━━ INFORMATION PROVIDED ━━

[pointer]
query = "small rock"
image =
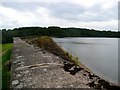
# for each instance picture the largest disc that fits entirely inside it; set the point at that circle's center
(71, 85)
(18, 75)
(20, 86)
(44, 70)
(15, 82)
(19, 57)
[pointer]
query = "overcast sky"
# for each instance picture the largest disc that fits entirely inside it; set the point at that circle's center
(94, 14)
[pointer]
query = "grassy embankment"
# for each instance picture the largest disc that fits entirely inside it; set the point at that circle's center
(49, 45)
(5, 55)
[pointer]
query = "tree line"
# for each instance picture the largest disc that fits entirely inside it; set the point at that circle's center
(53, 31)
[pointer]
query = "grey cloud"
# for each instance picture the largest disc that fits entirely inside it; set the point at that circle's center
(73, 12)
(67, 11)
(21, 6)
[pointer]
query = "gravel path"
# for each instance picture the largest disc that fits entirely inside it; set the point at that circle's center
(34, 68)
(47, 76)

━━━
━━ INFORMATION PROVIDED ━━

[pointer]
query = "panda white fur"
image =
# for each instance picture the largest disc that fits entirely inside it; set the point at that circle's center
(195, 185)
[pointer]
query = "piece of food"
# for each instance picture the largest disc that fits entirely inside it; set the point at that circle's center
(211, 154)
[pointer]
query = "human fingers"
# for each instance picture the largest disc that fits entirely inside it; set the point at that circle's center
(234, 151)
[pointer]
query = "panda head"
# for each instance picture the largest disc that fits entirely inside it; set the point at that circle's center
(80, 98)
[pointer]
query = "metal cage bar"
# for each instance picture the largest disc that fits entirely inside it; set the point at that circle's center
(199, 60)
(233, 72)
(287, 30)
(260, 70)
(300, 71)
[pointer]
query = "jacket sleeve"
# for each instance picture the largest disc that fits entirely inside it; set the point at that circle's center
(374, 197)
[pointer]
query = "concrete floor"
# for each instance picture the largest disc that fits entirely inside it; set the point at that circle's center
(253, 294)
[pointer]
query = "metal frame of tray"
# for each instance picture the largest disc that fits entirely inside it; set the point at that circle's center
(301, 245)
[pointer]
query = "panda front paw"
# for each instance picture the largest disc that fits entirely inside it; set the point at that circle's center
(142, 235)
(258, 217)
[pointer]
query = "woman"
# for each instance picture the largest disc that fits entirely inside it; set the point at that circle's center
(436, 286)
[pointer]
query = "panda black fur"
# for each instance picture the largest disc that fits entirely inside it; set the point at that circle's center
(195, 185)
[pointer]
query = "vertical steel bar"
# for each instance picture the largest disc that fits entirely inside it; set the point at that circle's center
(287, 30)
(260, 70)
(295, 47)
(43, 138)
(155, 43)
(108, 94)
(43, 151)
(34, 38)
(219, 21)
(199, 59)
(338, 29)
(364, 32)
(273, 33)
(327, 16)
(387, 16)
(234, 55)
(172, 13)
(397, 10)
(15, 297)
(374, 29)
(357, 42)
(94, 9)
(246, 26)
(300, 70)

━━━

**REQUIREMENT**
Copy out every line of the entries where the string "metal" shows up.

**RESPONSE TO THE EXERCISE**
query = "metal cage bar"
query = "metal frame of tray"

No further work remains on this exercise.